WHAT THE TASK ASKS: Pull out every line of the records that contains the word "dark", matching its case exactly.

RECORDS FOR PROCESSING start

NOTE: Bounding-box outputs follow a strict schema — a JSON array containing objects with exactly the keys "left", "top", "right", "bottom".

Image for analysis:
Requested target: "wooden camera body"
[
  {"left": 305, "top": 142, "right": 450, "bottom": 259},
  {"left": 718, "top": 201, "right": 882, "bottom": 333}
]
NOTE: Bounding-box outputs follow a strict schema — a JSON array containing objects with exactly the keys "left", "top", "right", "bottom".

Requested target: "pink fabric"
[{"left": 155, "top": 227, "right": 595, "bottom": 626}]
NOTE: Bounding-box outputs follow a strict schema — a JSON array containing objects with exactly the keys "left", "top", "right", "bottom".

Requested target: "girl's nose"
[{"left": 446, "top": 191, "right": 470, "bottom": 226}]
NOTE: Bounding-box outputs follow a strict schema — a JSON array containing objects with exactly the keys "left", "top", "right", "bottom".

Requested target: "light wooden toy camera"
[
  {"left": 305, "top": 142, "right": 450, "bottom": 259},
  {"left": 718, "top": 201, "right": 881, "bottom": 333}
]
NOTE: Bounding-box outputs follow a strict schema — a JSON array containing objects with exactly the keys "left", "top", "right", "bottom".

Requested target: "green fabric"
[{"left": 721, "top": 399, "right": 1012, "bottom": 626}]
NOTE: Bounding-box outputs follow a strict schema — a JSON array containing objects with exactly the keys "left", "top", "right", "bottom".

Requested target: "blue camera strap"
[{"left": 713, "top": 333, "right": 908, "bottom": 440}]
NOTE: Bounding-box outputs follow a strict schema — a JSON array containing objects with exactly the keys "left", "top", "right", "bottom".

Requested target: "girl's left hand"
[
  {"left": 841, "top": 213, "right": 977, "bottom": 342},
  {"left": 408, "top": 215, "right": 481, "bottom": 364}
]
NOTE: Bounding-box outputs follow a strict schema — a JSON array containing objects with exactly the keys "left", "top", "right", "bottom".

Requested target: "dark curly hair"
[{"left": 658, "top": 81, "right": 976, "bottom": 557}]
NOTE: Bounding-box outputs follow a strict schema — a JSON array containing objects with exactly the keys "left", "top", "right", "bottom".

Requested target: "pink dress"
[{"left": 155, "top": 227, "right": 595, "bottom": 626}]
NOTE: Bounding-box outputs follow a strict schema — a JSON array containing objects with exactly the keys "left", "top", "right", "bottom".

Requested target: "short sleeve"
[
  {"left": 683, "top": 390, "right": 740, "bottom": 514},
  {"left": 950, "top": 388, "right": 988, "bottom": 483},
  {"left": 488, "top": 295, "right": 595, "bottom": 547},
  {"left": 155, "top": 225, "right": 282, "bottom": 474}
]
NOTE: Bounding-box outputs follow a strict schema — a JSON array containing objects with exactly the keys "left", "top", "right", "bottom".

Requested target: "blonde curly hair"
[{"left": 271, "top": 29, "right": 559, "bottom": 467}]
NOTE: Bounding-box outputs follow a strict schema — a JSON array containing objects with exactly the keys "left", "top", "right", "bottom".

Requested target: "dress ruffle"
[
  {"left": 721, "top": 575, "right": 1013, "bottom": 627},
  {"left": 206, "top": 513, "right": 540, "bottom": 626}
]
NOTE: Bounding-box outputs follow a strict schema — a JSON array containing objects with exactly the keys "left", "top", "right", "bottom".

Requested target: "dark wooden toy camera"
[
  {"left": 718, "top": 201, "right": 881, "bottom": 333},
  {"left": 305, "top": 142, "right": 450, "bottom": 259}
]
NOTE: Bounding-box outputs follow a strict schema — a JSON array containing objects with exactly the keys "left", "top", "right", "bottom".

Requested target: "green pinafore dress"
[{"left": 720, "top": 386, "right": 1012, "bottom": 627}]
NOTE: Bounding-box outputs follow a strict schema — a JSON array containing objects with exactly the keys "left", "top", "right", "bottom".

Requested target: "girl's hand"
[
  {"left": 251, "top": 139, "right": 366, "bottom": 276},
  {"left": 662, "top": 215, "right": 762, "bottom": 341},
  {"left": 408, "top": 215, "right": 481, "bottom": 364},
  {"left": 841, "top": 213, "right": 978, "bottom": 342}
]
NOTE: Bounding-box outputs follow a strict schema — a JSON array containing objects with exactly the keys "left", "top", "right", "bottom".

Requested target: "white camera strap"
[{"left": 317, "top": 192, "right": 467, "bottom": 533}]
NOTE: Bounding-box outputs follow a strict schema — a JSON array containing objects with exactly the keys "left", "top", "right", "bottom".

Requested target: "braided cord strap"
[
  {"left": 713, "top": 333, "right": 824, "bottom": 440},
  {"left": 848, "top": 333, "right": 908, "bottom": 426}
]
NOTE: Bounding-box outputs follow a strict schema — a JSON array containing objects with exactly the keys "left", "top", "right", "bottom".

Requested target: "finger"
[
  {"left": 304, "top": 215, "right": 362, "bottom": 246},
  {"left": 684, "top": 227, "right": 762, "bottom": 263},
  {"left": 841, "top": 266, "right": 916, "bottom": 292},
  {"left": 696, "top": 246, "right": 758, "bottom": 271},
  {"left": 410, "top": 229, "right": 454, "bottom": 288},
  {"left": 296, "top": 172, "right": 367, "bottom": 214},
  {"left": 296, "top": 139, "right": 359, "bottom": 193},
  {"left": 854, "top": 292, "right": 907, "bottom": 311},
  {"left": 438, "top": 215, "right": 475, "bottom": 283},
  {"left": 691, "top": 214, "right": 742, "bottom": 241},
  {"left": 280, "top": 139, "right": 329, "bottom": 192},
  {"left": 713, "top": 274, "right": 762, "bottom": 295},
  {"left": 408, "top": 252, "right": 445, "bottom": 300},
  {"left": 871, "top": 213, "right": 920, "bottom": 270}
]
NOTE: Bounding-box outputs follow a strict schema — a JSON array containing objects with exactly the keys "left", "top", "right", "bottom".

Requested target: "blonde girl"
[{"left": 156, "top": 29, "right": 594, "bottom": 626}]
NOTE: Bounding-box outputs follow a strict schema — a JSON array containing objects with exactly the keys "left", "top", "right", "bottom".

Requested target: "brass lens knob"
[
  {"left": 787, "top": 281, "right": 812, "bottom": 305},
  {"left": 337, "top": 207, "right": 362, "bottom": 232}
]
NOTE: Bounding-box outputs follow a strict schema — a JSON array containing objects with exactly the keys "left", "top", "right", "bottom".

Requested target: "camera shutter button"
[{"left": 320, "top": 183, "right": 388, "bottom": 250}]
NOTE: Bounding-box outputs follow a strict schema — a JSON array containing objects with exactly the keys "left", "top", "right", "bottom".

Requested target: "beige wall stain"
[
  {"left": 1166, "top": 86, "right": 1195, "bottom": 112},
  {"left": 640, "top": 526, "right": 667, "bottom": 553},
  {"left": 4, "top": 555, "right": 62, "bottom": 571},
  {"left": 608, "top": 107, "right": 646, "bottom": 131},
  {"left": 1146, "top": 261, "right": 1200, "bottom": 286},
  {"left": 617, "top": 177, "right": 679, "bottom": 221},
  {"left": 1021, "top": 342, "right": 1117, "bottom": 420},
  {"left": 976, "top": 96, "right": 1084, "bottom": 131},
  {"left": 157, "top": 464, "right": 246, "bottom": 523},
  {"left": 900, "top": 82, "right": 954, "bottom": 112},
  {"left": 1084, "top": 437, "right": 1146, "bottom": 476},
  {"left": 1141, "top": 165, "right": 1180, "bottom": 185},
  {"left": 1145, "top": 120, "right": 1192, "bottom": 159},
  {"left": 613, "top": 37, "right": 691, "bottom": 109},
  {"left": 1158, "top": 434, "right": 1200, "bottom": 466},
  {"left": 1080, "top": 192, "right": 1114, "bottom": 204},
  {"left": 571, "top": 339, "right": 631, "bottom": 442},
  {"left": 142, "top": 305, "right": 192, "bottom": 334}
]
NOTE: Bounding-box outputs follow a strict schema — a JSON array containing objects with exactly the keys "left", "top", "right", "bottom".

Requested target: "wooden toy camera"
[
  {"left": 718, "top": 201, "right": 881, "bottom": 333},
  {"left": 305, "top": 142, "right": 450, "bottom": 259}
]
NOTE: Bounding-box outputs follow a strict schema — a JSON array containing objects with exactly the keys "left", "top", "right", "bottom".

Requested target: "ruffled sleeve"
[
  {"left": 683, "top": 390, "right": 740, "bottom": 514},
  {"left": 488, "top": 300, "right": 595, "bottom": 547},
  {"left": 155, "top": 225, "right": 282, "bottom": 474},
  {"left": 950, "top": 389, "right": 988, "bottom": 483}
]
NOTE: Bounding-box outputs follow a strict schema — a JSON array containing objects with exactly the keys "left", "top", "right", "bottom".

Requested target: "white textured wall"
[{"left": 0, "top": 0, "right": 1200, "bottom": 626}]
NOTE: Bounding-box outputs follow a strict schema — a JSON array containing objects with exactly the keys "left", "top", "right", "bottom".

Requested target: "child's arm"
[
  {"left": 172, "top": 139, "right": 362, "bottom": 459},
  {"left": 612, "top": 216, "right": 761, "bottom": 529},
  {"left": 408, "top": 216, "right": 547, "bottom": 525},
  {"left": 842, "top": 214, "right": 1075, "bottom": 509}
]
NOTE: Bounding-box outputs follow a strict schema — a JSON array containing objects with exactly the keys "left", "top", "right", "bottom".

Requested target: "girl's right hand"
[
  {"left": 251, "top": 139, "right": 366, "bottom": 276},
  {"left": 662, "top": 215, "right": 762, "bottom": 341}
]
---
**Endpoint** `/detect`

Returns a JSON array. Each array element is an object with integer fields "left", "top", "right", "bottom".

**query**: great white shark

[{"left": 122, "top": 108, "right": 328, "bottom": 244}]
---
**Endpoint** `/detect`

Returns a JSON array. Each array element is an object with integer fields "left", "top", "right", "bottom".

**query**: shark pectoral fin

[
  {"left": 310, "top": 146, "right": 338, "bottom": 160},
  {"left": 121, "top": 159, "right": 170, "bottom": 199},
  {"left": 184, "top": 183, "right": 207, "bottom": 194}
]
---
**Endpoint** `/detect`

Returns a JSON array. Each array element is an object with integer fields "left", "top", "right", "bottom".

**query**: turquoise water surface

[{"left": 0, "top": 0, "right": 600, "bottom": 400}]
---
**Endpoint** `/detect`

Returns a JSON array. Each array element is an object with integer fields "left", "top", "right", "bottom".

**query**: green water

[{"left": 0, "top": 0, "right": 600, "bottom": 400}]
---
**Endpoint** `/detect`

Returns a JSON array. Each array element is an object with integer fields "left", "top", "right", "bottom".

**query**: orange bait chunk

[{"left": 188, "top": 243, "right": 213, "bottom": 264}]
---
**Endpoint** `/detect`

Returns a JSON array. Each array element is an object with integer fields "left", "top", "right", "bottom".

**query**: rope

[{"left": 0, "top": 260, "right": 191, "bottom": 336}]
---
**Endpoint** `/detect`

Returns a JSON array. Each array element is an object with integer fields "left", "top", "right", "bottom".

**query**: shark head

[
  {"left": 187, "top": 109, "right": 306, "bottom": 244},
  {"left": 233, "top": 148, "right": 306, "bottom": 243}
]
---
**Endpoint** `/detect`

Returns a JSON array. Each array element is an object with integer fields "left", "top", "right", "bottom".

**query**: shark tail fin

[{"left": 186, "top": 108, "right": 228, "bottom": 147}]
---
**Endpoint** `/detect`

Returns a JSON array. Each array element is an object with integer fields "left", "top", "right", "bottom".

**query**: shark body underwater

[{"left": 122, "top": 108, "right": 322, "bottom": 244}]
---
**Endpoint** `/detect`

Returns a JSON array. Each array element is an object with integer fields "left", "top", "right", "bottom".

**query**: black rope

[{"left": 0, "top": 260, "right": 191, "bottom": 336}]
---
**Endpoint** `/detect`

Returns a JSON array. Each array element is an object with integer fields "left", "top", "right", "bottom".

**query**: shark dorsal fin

RECORDS FOR PROCESSING end

SOLUTION FOR THIS TASK:
Requested target: "dark curly hair"
Requested target: "dark wooden toy camera"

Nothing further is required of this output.